### GIVEN REQUEST
Show every line in the material below that contains the word "hair", copying each line in full.

### EXERCISE DATA

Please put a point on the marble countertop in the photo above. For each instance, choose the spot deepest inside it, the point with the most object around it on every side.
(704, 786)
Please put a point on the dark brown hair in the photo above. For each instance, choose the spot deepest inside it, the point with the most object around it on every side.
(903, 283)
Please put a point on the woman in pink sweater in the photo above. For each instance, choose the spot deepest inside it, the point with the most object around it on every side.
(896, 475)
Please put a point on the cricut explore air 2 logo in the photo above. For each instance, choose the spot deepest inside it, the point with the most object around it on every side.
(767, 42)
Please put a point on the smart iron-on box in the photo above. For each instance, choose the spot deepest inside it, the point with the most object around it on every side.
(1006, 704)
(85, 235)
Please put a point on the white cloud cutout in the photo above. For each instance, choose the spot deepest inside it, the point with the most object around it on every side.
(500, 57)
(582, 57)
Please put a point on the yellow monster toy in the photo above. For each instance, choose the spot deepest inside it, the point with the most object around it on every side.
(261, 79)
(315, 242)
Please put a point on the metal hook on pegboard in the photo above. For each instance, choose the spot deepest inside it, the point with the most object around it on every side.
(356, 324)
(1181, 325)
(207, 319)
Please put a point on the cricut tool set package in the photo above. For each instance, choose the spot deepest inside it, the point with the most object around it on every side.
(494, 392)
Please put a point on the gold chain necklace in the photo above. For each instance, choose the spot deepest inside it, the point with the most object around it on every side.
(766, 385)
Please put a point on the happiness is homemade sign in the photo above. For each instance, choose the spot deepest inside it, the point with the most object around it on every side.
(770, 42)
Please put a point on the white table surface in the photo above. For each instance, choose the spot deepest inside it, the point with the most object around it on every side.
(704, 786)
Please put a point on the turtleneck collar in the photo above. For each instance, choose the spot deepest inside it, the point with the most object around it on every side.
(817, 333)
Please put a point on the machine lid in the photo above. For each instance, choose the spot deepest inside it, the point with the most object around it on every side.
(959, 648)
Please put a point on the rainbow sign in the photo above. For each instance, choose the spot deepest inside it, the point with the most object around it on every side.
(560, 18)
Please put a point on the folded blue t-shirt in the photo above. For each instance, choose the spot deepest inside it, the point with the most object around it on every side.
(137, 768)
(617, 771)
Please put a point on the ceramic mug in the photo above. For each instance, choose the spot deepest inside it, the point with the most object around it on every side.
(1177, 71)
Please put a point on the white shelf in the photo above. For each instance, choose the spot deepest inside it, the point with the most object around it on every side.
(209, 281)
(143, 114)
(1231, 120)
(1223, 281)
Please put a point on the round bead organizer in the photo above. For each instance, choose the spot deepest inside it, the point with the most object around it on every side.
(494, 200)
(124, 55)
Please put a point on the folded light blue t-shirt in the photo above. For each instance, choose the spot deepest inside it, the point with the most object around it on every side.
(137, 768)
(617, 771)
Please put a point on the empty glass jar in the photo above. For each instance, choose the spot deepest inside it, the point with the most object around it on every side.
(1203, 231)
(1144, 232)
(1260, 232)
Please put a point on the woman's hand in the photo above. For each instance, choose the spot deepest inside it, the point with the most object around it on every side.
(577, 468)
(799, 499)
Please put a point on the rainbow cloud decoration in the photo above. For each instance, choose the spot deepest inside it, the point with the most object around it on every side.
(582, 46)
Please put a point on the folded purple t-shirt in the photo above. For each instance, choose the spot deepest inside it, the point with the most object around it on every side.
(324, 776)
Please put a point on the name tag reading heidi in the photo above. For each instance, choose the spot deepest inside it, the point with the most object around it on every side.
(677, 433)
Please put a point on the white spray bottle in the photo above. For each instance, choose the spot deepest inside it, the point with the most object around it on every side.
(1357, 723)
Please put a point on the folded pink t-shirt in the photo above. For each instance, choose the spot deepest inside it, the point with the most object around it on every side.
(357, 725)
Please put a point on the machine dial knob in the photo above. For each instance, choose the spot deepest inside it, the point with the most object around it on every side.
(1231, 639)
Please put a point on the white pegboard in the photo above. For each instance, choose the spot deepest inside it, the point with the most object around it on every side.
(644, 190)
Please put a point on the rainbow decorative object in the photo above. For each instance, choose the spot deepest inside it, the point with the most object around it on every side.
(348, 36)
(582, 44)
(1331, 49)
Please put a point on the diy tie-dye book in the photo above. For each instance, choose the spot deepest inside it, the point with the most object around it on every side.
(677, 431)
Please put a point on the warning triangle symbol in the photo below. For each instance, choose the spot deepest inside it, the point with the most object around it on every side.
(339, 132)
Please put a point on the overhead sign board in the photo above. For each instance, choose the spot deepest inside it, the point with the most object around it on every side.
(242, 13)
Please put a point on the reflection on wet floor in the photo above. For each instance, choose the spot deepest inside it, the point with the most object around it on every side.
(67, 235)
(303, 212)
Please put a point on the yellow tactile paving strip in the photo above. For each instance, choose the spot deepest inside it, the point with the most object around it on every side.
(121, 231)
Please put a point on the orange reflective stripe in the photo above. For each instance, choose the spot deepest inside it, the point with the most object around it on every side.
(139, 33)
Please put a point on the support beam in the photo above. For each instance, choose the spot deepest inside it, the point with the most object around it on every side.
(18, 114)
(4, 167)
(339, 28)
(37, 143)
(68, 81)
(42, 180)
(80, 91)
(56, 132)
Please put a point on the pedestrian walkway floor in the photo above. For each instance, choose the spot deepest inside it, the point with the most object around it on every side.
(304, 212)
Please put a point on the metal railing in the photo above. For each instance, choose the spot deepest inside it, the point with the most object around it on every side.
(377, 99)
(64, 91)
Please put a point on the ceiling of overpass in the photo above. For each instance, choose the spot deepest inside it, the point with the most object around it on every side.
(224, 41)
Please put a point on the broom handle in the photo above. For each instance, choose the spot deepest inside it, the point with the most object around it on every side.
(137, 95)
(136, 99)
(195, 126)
---
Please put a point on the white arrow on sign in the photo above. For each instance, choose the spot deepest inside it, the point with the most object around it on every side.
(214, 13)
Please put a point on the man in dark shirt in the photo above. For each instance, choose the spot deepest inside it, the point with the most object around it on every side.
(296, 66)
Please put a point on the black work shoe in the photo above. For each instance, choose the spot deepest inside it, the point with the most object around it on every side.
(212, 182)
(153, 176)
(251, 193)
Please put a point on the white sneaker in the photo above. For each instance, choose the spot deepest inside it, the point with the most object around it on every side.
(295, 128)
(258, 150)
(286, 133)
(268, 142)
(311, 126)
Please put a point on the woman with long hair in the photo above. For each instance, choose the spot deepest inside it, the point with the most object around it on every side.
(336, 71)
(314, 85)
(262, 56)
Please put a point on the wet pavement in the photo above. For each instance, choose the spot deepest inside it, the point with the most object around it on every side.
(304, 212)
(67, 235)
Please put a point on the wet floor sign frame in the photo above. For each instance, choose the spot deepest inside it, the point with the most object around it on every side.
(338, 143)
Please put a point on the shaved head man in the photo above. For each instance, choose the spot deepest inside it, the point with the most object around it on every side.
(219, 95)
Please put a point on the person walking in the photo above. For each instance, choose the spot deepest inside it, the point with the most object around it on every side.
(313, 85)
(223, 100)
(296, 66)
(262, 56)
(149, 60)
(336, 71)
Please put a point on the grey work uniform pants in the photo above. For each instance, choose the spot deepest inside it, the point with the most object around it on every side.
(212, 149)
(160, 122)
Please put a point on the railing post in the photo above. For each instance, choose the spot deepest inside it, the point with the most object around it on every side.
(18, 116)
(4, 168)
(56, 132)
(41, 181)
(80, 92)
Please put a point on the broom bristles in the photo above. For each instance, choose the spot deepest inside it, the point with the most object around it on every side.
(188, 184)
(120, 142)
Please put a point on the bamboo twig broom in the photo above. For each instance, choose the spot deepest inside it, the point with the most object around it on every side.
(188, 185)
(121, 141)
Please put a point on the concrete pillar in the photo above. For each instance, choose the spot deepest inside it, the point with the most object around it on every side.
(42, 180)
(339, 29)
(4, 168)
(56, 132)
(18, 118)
--
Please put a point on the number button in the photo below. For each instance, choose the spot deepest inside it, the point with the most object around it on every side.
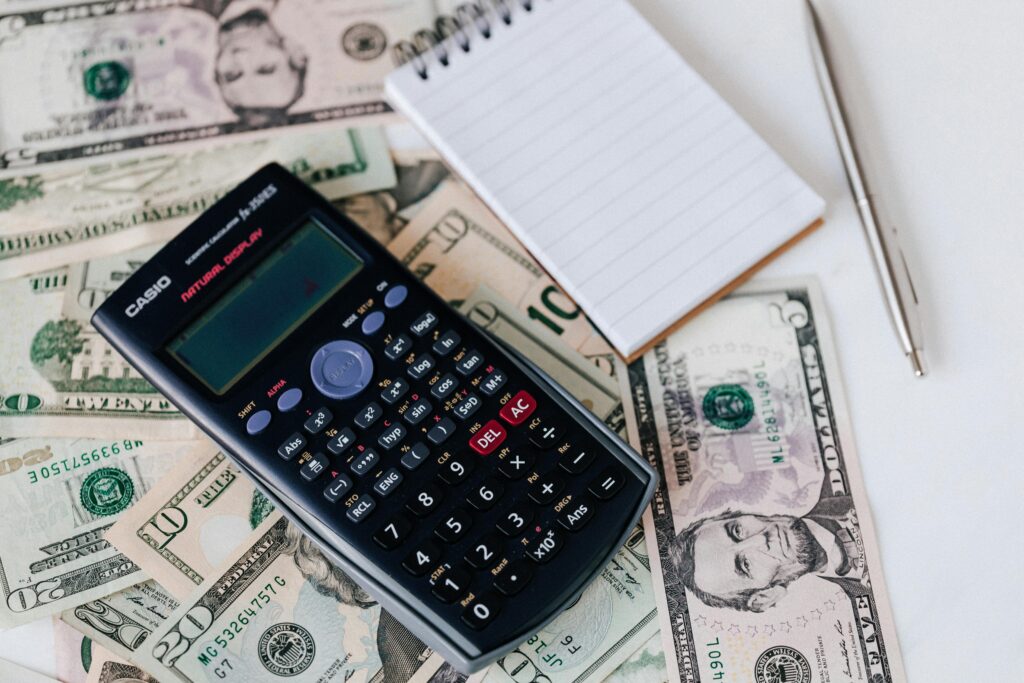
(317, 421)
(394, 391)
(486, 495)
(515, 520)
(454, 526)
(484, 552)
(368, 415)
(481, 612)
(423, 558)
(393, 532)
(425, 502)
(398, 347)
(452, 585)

### REPLY
Please put a point on the dark brown hair in the photo above. For each instance, choose the spot deepest inside it, the point with the most object around it on every side.
Please put a point on the woman with long hair in the photo above. For each instance, choose the spot deepest inside it, the point with the most object around it on every side.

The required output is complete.